• [SOURCE DATA]:

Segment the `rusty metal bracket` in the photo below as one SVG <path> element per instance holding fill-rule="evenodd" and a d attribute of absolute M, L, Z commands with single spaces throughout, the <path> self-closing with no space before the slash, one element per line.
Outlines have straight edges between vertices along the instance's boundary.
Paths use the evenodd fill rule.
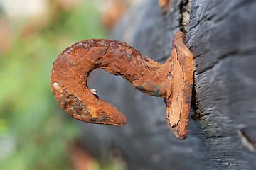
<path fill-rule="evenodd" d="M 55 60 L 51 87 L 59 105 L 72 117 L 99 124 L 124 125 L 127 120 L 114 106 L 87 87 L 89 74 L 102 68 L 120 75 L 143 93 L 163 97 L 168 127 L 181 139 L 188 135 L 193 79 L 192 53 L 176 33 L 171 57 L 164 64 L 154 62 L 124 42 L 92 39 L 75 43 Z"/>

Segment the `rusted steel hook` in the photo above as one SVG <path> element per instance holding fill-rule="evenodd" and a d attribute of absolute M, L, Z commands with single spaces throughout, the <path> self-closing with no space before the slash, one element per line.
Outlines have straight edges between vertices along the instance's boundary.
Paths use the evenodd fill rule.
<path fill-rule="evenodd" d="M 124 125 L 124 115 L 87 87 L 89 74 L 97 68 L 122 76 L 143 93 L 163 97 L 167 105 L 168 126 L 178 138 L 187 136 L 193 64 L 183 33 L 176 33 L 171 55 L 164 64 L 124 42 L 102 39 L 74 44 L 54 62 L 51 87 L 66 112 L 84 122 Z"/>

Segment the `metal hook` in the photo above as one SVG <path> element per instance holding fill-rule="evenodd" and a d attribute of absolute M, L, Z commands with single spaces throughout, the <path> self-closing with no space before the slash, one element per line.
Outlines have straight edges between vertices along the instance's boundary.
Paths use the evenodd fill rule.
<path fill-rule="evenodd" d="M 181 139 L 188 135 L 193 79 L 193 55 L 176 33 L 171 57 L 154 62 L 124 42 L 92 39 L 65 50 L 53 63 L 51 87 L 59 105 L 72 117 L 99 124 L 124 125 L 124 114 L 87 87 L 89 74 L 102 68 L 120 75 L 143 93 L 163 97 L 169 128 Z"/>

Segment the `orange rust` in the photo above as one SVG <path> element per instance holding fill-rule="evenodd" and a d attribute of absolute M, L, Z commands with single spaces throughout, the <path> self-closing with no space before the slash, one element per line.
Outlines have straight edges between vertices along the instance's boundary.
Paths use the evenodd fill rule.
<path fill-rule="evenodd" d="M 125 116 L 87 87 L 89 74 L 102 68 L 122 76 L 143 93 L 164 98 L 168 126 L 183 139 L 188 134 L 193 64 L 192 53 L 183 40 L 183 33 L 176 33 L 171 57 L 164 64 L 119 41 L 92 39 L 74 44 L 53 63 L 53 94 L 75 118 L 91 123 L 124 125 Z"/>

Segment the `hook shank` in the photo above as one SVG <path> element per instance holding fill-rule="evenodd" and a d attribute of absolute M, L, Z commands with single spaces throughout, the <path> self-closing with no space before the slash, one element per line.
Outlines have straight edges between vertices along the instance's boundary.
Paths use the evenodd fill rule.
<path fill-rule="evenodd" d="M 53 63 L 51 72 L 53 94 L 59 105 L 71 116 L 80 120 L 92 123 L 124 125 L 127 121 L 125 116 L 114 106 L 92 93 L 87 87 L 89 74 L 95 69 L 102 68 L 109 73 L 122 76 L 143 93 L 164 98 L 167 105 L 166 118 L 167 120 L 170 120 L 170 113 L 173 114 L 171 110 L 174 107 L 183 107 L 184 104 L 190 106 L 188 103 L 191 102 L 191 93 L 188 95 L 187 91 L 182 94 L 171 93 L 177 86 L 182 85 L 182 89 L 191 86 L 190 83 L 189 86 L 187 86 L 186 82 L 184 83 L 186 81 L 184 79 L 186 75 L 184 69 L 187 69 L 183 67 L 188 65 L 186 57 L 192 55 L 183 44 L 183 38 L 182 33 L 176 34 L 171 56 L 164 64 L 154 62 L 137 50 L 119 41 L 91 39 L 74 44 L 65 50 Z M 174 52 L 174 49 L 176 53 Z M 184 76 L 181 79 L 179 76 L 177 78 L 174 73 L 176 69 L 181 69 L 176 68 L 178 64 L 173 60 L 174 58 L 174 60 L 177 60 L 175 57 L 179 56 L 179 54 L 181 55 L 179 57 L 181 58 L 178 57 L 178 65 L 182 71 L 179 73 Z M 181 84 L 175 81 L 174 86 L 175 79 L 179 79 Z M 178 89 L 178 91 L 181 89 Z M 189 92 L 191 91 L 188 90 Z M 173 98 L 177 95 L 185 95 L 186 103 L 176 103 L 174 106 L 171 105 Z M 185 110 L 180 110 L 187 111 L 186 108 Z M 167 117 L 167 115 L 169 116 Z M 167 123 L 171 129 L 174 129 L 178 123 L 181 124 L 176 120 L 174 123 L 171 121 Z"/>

==

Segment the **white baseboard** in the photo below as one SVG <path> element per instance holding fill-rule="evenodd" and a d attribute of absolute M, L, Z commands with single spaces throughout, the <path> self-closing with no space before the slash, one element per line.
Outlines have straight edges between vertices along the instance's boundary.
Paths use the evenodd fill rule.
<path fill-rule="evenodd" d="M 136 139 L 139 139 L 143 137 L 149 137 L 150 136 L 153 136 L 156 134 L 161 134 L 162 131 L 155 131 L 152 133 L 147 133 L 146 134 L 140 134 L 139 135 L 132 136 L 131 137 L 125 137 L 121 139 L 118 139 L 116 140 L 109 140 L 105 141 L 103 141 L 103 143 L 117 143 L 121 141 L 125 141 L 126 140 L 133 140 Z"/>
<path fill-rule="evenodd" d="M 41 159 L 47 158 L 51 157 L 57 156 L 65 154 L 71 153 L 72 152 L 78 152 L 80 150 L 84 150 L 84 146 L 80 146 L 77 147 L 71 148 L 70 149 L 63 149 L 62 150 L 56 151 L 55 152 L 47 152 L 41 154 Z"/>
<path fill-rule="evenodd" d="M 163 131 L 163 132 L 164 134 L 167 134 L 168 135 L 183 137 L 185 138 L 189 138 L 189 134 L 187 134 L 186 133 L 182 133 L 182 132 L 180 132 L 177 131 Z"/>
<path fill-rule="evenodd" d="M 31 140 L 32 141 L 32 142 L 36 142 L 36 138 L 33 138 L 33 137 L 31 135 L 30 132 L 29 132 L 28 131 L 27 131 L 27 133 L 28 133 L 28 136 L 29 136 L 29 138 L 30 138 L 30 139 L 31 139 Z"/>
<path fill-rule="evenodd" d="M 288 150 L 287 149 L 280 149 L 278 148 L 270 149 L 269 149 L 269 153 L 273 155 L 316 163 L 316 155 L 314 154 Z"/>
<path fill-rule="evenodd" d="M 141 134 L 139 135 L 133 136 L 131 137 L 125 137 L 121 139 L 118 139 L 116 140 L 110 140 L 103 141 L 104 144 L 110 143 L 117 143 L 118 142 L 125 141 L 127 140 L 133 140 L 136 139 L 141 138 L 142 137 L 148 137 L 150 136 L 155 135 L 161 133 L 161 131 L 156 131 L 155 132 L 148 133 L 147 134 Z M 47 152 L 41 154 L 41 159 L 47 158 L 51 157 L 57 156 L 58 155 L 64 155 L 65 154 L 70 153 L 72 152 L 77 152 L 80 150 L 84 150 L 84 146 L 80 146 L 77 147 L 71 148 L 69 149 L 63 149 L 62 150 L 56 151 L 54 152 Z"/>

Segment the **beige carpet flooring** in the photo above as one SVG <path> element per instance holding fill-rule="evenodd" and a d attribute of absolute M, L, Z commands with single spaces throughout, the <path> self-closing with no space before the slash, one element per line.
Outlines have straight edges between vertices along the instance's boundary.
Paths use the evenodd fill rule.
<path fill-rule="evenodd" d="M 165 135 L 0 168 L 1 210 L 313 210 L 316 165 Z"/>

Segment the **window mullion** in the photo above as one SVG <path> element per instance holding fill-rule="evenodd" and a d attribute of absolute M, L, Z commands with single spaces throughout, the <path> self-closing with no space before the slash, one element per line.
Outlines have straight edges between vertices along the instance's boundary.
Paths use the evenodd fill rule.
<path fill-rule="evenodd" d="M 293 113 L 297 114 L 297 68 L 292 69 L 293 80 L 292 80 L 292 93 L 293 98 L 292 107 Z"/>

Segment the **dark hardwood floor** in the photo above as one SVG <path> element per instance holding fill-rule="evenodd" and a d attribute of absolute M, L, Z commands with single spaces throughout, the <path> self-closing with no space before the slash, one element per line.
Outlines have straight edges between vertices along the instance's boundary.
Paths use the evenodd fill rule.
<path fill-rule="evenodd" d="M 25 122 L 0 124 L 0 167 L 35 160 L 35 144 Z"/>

• [THE EXERCISE]: Rewrite the stretch of the listing from the line containing "Segment the **window" through the line containing "122 L 0 124", replacing "dark hardwood floor" with "wooden floor" and leaving everything else unchanged.

• [EXERCISE RESPONSE]:
Segment the **window mullion** in the photo above as one SVG <path> element per instance holding fill-rule="evenodd" and a d attribute of absolute M, L, Z commands with single spaces throughout, the <path> self-closing with no space before the slash, one element per line.
Outlines have straight edges between vertices along the instance's boundary.
Paths use the evenodd fill rule.
<path fill-rule="evenodd" d="M 293 113 L 297 114 L 297 68 L 292 69 L 293 80 L 292 80 L 292 93 L 293 98 L 292 107 Z"/>

Segment the **wooden floor** in the photo above as one SVG <path> element per instance holding fill-rule="evenodd" and a d attribute of absolute M, L, Z commands with single spaces throughout, the <path> self-closing with no space before the slash, one element per line.
Outlines have straight edges between vertices along the instance's boundary.
Paths use the evenodd fill rule.
<path fill-rule="evenodd" d="M 25 122 L 0 124 L 0 167 L 35 160 L 35 144 Z"/>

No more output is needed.